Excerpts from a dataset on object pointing
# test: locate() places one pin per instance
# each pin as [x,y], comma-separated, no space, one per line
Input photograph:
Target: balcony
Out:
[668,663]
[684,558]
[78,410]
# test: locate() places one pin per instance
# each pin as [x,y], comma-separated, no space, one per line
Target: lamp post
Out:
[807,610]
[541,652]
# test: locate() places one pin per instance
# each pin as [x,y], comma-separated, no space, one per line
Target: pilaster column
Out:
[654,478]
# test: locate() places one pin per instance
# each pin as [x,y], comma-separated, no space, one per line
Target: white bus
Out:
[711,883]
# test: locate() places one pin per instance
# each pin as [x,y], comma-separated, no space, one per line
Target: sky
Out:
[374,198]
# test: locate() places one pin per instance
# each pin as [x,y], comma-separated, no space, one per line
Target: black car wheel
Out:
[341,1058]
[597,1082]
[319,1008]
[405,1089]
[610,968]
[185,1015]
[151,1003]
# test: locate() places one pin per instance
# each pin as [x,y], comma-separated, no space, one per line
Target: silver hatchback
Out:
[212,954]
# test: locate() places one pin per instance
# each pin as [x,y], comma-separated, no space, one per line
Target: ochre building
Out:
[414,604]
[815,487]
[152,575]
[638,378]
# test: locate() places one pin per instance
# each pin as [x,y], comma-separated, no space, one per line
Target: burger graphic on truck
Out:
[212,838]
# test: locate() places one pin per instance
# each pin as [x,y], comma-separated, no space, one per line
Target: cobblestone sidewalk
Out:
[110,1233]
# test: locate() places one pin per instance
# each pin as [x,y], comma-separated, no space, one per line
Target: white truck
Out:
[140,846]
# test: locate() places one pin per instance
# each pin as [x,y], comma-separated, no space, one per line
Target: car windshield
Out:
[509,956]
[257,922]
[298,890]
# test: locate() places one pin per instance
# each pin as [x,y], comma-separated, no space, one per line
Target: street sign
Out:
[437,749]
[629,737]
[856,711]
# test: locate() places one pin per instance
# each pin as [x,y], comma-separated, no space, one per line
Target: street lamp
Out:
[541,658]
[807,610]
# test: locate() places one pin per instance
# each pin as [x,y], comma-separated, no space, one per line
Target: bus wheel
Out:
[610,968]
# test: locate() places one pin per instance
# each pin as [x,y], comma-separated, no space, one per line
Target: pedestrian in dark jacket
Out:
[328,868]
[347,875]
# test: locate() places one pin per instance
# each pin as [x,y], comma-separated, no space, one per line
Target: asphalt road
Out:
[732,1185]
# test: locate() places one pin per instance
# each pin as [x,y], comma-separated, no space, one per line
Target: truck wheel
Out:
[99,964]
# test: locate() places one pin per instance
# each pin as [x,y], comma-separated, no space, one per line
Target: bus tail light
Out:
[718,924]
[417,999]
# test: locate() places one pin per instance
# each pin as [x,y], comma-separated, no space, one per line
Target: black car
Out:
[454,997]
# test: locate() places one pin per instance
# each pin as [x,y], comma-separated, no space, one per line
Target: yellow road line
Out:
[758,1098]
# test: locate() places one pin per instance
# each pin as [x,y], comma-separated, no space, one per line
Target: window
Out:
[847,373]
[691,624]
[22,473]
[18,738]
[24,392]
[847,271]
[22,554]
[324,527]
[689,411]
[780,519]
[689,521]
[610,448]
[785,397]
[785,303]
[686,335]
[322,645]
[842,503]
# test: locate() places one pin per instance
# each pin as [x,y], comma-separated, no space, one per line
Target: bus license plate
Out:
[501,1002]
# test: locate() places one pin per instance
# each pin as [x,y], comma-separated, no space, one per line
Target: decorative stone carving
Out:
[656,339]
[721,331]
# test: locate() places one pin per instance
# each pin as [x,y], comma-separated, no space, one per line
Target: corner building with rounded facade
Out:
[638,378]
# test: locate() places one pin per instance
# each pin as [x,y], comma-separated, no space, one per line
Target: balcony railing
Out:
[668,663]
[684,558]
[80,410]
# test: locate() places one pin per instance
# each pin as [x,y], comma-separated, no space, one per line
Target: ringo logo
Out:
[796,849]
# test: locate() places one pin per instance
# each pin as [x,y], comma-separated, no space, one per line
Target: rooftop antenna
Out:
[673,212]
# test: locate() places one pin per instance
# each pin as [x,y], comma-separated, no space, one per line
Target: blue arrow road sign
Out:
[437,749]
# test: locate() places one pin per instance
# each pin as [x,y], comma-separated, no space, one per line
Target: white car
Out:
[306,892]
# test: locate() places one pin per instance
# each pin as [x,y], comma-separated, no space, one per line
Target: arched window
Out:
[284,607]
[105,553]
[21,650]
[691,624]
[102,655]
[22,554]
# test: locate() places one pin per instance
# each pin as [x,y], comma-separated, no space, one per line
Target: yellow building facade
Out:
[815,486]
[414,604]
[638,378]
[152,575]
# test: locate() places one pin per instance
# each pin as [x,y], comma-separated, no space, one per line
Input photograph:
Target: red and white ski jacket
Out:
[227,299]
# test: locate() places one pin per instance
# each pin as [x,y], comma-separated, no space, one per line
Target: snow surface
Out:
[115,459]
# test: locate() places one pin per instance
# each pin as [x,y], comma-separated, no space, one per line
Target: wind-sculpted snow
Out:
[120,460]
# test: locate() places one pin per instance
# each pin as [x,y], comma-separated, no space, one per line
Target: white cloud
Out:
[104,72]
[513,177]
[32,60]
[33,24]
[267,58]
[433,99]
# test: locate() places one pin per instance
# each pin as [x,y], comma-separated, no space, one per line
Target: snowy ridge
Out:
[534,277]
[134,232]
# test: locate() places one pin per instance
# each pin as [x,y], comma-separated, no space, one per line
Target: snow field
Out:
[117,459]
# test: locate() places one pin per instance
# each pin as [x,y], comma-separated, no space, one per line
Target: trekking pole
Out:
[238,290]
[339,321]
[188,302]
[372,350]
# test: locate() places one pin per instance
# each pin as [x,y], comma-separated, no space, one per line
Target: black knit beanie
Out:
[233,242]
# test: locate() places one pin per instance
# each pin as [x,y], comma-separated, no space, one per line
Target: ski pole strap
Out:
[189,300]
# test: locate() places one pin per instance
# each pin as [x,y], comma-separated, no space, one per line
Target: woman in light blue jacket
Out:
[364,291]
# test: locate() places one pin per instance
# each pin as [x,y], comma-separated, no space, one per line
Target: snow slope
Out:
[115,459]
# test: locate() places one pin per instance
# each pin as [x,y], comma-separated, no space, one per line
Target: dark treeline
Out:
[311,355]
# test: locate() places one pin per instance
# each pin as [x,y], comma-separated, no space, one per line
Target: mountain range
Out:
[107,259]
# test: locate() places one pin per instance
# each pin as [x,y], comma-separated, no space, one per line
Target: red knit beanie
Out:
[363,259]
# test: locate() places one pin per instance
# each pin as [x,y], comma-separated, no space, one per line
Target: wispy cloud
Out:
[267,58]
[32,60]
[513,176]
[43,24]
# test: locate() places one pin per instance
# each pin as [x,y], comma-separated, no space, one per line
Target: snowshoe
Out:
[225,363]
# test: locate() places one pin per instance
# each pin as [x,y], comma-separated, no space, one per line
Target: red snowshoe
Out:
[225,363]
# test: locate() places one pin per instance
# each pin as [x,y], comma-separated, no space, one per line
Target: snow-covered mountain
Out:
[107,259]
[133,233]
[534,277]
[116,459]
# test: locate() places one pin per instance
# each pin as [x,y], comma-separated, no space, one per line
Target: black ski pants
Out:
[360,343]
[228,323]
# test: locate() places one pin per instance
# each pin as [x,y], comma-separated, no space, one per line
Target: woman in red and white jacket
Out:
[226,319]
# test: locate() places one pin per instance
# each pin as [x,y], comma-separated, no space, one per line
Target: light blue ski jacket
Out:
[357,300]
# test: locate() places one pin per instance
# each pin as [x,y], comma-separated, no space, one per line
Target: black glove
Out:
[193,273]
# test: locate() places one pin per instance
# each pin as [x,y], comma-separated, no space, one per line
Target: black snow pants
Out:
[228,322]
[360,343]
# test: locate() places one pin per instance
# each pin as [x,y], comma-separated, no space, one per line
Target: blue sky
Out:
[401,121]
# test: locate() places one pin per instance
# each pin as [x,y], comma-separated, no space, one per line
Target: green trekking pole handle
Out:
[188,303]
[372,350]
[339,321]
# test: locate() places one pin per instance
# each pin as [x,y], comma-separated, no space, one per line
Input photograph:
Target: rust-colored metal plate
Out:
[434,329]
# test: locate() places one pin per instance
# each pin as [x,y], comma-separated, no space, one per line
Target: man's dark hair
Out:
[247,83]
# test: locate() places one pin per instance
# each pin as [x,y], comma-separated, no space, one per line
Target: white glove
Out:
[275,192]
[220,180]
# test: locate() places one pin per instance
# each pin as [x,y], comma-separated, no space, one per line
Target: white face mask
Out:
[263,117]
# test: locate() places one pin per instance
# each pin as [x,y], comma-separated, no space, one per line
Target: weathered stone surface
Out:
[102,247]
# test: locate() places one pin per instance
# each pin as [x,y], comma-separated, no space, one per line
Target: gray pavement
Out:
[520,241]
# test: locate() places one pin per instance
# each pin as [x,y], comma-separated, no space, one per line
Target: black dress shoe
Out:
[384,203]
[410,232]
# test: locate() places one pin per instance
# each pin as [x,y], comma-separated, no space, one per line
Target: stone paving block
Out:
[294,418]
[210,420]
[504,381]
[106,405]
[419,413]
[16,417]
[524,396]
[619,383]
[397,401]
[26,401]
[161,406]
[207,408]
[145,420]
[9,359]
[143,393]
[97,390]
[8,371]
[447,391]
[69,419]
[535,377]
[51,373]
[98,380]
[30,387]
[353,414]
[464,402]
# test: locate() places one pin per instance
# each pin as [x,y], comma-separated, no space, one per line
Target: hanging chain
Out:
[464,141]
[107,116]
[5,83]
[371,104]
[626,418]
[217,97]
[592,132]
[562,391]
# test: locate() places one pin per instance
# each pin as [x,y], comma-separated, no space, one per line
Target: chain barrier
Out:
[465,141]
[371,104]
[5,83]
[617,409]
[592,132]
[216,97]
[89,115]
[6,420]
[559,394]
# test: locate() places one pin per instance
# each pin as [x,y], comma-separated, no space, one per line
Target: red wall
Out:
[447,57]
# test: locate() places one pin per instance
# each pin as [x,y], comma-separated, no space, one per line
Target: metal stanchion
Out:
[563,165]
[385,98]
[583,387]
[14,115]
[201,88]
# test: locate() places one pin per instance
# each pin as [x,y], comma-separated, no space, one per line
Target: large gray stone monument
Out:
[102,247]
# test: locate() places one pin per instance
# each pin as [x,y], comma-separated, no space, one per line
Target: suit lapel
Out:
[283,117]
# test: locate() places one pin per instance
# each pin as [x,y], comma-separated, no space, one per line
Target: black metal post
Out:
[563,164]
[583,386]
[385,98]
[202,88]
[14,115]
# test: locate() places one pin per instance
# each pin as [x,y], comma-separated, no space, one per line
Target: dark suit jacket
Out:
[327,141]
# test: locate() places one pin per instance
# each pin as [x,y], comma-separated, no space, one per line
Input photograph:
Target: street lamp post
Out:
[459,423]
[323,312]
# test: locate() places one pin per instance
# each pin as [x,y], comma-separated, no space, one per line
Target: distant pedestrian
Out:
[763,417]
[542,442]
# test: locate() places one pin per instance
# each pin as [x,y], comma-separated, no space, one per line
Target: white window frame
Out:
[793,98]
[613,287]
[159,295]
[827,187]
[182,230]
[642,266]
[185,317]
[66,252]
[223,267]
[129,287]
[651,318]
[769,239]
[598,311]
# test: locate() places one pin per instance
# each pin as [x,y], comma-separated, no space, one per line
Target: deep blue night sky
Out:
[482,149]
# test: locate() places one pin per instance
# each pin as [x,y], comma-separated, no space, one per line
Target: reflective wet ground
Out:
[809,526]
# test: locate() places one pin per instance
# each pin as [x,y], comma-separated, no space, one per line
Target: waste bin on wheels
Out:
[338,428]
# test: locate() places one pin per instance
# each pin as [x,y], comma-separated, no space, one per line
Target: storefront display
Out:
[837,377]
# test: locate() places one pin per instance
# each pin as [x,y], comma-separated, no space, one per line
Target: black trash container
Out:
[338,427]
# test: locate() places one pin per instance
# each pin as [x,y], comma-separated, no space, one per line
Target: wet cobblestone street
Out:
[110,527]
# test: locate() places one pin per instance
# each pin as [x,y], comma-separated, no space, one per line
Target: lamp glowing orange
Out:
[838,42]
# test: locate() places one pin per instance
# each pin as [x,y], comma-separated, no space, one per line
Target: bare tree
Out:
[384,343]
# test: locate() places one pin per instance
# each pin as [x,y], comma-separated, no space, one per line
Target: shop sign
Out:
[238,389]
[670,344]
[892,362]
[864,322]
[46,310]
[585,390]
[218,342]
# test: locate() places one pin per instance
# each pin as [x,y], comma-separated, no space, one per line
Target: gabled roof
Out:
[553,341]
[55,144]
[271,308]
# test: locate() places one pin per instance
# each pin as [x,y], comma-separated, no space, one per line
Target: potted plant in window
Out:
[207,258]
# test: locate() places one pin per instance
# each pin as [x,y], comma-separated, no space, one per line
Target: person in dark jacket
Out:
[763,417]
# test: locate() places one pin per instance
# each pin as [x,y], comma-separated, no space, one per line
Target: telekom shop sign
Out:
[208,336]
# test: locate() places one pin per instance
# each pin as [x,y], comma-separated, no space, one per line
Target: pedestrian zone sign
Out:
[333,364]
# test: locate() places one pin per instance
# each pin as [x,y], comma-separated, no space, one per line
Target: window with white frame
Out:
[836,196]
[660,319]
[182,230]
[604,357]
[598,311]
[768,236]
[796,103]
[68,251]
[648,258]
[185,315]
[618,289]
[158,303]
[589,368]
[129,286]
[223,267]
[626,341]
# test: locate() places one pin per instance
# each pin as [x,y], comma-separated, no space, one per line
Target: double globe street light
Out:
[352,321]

Exercise instructions =>
Gather every line of the records that contains the word "post" and copy each one out.

Correct result =>
Target: lamp post
Target: black metal post
Target: street lamp post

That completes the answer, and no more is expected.